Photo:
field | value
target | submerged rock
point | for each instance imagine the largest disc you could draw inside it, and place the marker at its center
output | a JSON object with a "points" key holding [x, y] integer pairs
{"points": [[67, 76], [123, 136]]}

______________________________

— Written instruction —
Which lines of the material contain the string "points"? Pull out each of them in full.

— Exercise result —
output | a JSON object with a "points" key holding [x, y] integer pairs
{"points": [[67, 76], [123, 136]]}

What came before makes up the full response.